[Bounding-box records]

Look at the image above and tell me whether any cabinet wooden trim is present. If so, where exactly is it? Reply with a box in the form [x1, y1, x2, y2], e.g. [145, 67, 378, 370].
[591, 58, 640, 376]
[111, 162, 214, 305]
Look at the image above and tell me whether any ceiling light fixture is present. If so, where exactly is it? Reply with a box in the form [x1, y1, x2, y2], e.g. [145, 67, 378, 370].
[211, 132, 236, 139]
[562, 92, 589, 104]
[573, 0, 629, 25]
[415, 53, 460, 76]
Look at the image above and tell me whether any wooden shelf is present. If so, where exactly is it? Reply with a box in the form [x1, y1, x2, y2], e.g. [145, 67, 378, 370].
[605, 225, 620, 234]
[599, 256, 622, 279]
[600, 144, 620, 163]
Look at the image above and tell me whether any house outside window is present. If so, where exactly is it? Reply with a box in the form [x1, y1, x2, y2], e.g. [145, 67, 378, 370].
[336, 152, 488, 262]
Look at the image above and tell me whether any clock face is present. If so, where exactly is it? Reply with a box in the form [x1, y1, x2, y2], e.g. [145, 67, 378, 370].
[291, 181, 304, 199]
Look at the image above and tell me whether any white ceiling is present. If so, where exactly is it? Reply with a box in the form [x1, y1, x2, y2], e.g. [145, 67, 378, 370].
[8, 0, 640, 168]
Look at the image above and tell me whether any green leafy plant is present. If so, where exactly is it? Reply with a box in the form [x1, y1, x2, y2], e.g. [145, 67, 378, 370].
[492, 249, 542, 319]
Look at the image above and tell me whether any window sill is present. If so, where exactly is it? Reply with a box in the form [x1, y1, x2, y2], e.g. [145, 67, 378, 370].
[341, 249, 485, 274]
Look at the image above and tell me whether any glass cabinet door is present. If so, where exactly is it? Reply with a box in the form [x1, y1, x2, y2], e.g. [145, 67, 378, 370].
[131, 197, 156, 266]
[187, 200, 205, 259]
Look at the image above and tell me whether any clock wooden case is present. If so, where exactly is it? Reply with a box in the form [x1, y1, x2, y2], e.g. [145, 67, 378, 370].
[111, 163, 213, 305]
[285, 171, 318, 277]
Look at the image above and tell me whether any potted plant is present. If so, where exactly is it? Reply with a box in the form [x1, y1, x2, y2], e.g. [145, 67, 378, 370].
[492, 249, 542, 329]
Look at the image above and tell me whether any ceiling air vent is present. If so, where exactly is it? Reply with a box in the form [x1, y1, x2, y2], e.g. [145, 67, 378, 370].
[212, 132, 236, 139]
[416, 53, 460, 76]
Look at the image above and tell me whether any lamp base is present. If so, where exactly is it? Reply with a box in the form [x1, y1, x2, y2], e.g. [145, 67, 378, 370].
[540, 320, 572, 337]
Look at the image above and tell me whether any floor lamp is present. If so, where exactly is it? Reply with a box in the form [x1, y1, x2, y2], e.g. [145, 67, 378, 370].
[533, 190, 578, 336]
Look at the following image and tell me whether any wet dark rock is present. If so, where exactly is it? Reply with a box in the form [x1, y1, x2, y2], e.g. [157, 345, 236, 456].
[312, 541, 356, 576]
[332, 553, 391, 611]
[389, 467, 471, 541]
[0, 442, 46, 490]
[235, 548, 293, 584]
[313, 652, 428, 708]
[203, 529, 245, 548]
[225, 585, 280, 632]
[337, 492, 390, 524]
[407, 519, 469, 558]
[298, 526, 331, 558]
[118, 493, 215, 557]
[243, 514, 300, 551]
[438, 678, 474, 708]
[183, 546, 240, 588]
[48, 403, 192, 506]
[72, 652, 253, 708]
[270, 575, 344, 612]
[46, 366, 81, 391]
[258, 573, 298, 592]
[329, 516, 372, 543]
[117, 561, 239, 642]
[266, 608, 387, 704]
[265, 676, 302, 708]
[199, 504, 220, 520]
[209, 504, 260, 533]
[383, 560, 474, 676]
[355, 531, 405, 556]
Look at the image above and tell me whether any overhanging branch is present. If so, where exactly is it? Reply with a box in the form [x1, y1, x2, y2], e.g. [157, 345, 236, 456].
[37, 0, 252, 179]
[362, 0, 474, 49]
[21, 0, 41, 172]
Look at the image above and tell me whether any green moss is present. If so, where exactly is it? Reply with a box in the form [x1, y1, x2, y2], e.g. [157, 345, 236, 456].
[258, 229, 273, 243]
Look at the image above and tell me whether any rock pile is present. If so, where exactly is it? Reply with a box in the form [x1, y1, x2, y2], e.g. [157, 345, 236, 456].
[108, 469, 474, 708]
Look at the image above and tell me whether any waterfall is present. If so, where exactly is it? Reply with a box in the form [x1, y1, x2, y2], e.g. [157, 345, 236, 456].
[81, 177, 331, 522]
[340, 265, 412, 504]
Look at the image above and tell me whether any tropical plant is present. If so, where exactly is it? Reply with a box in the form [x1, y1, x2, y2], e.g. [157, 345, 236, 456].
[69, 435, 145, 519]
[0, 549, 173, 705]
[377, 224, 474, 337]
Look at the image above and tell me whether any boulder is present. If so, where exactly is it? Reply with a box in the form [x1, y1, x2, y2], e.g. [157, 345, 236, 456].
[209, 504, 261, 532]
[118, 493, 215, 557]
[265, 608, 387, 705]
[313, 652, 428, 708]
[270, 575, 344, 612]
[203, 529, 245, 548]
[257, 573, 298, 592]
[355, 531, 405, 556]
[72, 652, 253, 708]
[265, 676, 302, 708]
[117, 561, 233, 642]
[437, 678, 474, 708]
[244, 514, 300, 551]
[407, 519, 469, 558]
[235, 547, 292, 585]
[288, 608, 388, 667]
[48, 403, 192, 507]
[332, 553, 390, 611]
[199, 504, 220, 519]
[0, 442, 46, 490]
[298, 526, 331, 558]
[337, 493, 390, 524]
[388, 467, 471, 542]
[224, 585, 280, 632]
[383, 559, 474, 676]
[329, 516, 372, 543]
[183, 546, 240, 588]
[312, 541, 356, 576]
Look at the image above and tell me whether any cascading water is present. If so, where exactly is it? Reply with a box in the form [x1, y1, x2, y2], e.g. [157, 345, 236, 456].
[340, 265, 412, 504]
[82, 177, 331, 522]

Problem statement:
Recast the lines of the records above as a Markdown table, from the line with "Look at the image above and tell me whether any rock" to the line with "[377, 224, 474, 337]", leaving out any blank lines. Use two columns, Row and Line, with a running number in Row and the full line in Line.

Written response:
| Row | Line |
|---|---|
| 1 | Look at the image above and tell me whether any rock pile is present. If so, where exactly is it? Reply with a box in the form [x1, y1, x2, y2], e.g. [157, 345, 236, 456]. |
| 2 | [108, 469, 474, 708] |
| 3 | Look at the image above and tell me whether any waterfall is present. If so, where exactly is it? Reply with a box in the form [x1, y1, x2, y2], e.g. [157, 345, 236, 456]. |
| 4 | [81, 177, 331, 522] |
| 5 | [340, 265, 412, 504] |
| 6 | Look at the image above and tell me whether any tropical plant is present. If so, where exactly is it? Reply with a box in the form [x1, y1, x2, y2], e.g. [157, 345, 236, 456]. |
| 7 | [69, 435, 145, 519] |
| 8 | [0, 549, 173, 705] |
| 9 | [377, 224, 474, 337] |